(Problem to solve): Turn every line of the data below into a numbered list, and skip any blank lines.

Items from a data source:
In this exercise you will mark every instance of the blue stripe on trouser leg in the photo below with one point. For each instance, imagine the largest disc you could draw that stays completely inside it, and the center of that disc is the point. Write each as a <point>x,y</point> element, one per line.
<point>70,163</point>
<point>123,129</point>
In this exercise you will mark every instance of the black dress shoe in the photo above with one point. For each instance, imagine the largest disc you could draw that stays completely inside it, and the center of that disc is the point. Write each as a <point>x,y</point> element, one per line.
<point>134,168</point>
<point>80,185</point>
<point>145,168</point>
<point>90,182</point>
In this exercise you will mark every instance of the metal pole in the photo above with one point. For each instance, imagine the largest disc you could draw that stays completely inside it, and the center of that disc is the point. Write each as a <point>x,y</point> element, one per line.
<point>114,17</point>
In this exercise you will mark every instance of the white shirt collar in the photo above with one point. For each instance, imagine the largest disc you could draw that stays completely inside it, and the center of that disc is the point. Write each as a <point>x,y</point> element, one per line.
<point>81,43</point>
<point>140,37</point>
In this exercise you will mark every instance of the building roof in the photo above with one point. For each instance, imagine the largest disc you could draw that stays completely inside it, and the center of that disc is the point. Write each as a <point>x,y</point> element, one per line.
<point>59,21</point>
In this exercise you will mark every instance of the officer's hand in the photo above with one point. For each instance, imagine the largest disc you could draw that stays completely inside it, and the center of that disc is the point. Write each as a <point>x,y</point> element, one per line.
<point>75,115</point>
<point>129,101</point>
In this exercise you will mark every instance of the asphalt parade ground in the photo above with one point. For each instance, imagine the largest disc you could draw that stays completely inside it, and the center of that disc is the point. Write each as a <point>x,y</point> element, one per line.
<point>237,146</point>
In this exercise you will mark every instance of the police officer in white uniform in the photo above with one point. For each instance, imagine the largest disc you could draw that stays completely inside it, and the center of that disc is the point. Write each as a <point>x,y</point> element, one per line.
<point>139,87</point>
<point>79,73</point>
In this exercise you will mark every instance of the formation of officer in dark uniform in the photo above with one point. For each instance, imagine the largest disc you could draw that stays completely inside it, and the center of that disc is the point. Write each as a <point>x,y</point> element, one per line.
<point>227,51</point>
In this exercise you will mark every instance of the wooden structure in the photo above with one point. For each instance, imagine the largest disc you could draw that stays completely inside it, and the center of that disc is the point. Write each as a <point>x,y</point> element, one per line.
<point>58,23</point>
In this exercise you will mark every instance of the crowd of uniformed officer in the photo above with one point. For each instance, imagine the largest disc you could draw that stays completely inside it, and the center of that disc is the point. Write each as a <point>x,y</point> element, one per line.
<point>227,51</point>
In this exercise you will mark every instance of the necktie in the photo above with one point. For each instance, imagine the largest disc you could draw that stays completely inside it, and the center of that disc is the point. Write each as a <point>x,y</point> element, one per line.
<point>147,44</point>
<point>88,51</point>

(Task answer):
1. In this exercise you will mark every instance of the blue stripe on trouser leg in the photo below with one point. For each instance, imagine the largest disc you could draw that stays completely inside it, and the center of that disc is the point. Write each as a <point>x,y</point> element, one per line.
2. <point>70,163</point>
3. <point>123,129</point>
4. In this exercise you will mark every instance of the black dress shoe in the photo above with one point. For each instance, imagine the largest disc you could draw that stays completely inside it, and the center of that disc is the point. Write each as a <point>x,y</point> element, one per line.
5. <point>134,168</point>
6. <point>80,185</point>
7. <point>145,168</point>
8. <point>90,182</point>
9. In this exercise you will mark every instance of the metal pole in the photo above with one point. For each instance, imagine the largest disc you could draw that stays completely inside it, and the center of that disc is the point. Write each as a <point>x,y</point> element, one per line.
10. <point>114,17</point>
11. In this exercise you will mark every instance of the white shirt collar in the photo above with one point. For each instance, imagine the largest disc you could draw that stays completely inside it, and the center of that disc is the point. Write each as a <point>x,y</point> element, one per line.
12. <point>81,43</point>
13. <point>140,37</point>
14. In this exercise you will mark every instance of the building roof in the photo above with one point. For each instance, imagine the largest disc you could draw that stays completely inside it, and the center of that disc is the point. Write each as a <point>x,y</point> element, one per line.
15. <point>59,21</point>
16. In this exercise you will mark every instance of the officer's hand in the photo above with one point. For each instance, imagine the largest disc you could draw that stays completely inside it, and the center of that disc is the point. Write each as a <point>x,y</point> element, one per line.
17. <point>75,115</point>
18. <point>129,101</point>
19. In this exercise you will mark every instance of the asphalt parade ground in the photo above with one point. For each instance, imagine the largest disc you could draw that stays completely inside it, and the center of that disc is the point. Write each as a <point>x,y</point> element, one per line.
20. <point>237,146</point>
21. In this exercise you will mark every instance of the police officer in white uniform in the photo above with one point. For each instance, imagine the largest disc you could draw that stays completely inside it, and the center of that disc is the point. Write each as a <point>x,y</point> element, one per line.
22. <point>139,87</point>
23. <point>79,73</point>
24. In this exercise you will mark every instance of the formation of officer in dark uniform in the photo above with one point. For each instance, imagine the largest disc you could draw that stays completely inside it, and the center of that disc is the point. Write each as a <point>x,y</point> element, one per line.
25. <point>227,51</point>
26. In this exercise you will mark every instance of the wooden structure in the photo above with one point. For each instance, imagine the largest disc you could draw that stays completely inside it, and the center of that disc is the point. Write each as a <point>x,y</point> element, one per line.
27. <point>58,23</point>
28. In this exercise you will mark every instance of the crowd of uniformed officer in the photo above with one point. For each instance, imagine the largest disc you could draw that stays completely inside it, and the center of that disc is the point. Write each as a <point>x,y</point> element, one per line.
29. <point>227,51</point>
30. In this exercise you will mark every instance of the necktie in the photo above with one point. For each instance, imagine the largest disc you could draw that stays completely inside it, and the center of that disc is the point. Write each as a <point>x,y</point> element, one per line.
31. <point>147,44</point>
32. <point>88,51</point>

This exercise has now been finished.